- _WRITTEN INSTRUCTION_
Could you recast the material below as a two-column CSV with the header instruction,outline and one row per item, putting each item's text and its answer in their own quoted fields with line breaks turned into spaces?

- _EXERCISE INPUT_
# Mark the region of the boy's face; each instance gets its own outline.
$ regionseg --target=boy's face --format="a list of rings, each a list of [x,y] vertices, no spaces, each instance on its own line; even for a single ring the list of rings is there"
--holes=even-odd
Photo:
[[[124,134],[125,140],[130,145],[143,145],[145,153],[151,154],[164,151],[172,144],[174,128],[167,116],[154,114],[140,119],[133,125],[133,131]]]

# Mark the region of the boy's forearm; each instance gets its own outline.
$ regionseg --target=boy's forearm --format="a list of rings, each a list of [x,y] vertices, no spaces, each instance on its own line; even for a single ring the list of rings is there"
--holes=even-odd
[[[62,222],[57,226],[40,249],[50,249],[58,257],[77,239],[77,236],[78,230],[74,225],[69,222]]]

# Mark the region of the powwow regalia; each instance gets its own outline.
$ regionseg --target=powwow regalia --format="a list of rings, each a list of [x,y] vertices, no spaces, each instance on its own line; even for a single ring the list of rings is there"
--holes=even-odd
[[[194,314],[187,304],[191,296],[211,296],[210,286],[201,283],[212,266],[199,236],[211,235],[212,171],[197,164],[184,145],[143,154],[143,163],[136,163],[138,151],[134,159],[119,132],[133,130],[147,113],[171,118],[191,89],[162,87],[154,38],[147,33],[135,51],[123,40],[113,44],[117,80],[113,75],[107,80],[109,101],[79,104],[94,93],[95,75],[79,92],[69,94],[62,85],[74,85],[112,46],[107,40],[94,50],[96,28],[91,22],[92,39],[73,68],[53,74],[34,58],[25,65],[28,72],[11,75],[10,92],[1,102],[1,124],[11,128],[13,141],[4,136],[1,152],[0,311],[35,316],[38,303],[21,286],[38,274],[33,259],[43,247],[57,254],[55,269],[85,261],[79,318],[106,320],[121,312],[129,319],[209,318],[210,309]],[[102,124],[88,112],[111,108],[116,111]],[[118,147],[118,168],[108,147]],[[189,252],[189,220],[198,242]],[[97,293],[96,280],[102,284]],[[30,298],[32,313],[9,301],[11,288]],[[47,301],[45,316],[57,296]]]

- _EXPECTED OUTPUT_
instruction,outline
"# Mark the region of the boy's face; each instance gets its own outline. $ regionseg --target=boy's face --format=""a list of rings, each a list of [x,y] vertices, no spaces, each instance on its own line; even for a single ring the list of rings is there"" --holes=even-odd Photo:","[[[124,134],[125,140],[130,145],[143,145],[145,153],[151,154],[164,151],[172,144],[174,128],[167,116],[154,114],[140,119],[133,125],[133,131]]]"
"# Mark the region of the boy's forearm; each instance gets its own outline. $ regionseg --target=boy's forearm --format=""a list of rings, each a list of [x,y] vertices, no spaces, each instance on its own line; even for a single ring the list of rings is there"" --holes=even-odd","[[[62,222],[57,226],[40,249],[50,249],[58,257],[77,239],[77,236],[78,230],[74,225],[69,222]]]"
"# Mark the region of the powwow regalia; each instance gets its own outline. $ regionseg --target=powwow regalia --format=""a list of rings, each a list of [x,y] vertices, no spaces, each instance on its own line; even for a single ring the list of rings is there"" --holes=even-odd","[[[194,314],[187,304],[191,296],[211,296],[210,286],[201,283],[212,266],[199,236],[211,235],[212,171],[197,164],[184,145],[143,154],[143,163],[136,163],[138,151],[134,159],[119,132],[133,130],[147,113],[171,118],[191,89],[162,87],[154,38],[147,33],[135,51],[123,40],[113,44],[117,80],[113,75],[107,80],[109,101],[79,104],[94,93],[95,75],[79,92],[69,94],[62,85],[74,85],[112,46],[107,40],[94,50],[96,28],[91,22],[92,39],[73,68],[53,74],[34,58],[25,65],[28,72],[11,75],[10,92],[1,102],[1,124],[11,128],[13,141],[4,136],[1,152],[0,311],[35,316],[38,303],[21,286],[38,274],[33,259],[43,247],[57,254],[55,269],[85,261],[79,318],[106,320],[121,312],[129,319],[209,318],[210,309]],[[102,124],[88,112],[111,108],[116,111]],[[118,147],[118,168],[108,147]],[[189,252],[189,220],[198,242]],[[97,293],[96,280],[102,284]],[[30,298],[32,313],[9,301],[11,288]],[[47,301],[45,316],[57,296]]]"